И правда, это не имело уже никакого значения.
...После того вечера в Ялте меня еще долго мучила одеколонная отрыжка. Смешиваясь с различной съедаемой мною пищей, она ежечасно приобретала все новые обертоны и привкусы, один другого тошнотворнее и душистее.
Но я точно знаю, что “покоя, Господи, покоя” Некрасов все-таки тогда просил. Иначе и я скорее всего тоже не запомнила бы этого легкомысленного и незначительного эпизода. А что он помнил другое — так ведь и это, вероятно, была правда. Насколько возможна правда в воспоминании.
* * *
А этот эпизод, относящийся уже к самому концу шестидесятых, носит совсем анекдотический характер. И тоже касается одного из тогдашних литературных кумиров, вряд ли особенно читаемых сегодня. И происходит тоже в Доме творчества писателей.
Советские Дома творчества! Они заслуживают поэмы, оды, эпического повествования.
Дом — творчества...

________________________

▶ ЧТО СДЕЛАТЬ
Воспроизведите весь отрывок о Некрасове и Домах творчества слово в слово, ничего не меняя. Записи ниже представляют собой отдельный материал и с отрывком не связаны.

________________________

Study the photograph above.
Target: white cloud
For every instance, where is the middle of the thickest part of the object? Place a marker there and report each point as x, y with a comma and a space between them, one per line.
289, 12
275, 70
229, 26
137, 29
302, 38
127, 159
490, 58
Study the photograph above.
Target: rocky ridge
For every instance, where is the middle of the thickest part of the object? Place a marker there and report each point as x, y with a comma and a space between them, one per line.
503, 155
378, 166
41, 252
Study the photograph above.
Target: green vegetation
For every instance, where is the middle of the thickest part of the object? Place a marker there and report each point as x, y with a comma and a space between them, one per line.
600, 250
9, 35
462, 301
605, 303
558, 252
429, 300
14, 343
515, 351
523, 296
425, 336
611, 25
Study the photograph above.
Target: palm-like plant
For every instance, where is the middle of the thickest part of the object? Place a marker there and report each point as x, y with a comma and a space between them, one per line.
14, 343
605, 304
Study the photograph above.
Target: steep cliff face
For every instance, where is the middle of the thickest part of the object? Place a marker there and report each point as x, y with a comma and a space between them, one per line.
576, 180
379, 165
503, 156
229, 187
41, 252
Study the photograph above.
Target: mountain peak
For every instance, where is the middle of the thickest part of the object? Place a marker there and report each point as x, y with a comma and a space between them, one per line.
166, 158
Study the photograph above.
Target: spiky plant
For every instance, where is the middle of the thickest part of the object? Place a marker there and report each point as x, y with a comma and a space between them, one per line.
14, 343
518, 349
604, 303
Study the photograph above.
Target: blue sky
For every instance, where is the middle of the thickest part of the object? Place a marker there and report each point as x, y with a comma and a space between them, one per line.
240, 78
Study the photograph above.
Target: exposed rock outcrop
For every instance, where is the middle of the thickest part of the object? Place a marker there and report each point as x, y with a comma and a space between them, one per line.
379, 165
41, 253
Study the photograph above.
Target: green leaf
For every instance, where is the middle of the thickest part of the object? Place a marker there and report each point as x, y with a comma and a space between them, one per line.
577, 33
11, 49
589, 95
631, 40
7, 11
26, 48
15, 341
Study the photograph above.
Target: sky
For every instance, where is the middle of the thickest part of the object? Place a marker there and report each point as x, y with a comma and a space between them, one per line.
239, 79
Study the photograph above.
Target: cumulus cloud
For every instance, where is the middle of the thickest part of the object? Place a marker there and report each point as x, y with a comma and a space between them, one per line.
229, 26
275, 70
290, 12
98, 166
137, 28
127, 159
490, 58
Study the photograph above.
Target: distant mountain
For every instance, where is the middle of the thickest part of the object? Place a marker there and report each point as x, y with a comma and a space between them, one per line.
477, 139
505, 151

________________________

▶ РЕЗУЛЬТАТ
И правда, это не имело уже никакого значения.
...После того вечера в Ялте меня еще долго мучила одеколонная отрыжка. Смешиваясь с различной съедаемой мною пищей, она ежечасно приобретала все новые обертоны и привкусы, один другого тошнотворнее и душистее.
Но я точно знаю, что “покоя, Господи, покоя” Некрасов все-таки тогда просил. Иначе и я скорее всего тоже не запомнила бы этого легкомысленного и незначительного эпизода. А что он помнил другое — так ведь и это, вероятно, была правда. Насколько возможна правда в воспоминании.
* * *
А этот эпизод, относящийся уже к самому концу шестидесятых, носит совсем анекдотический характер. И тоже касается одного из тогдашних литературных кумиров, вряд ли особенно читаемых сегодня. И происходит тоже в Доме творчества писателей.
Советские Дома творчества! Они заслуживают поэмы, оды, эпического повествования.
Дом — творчества...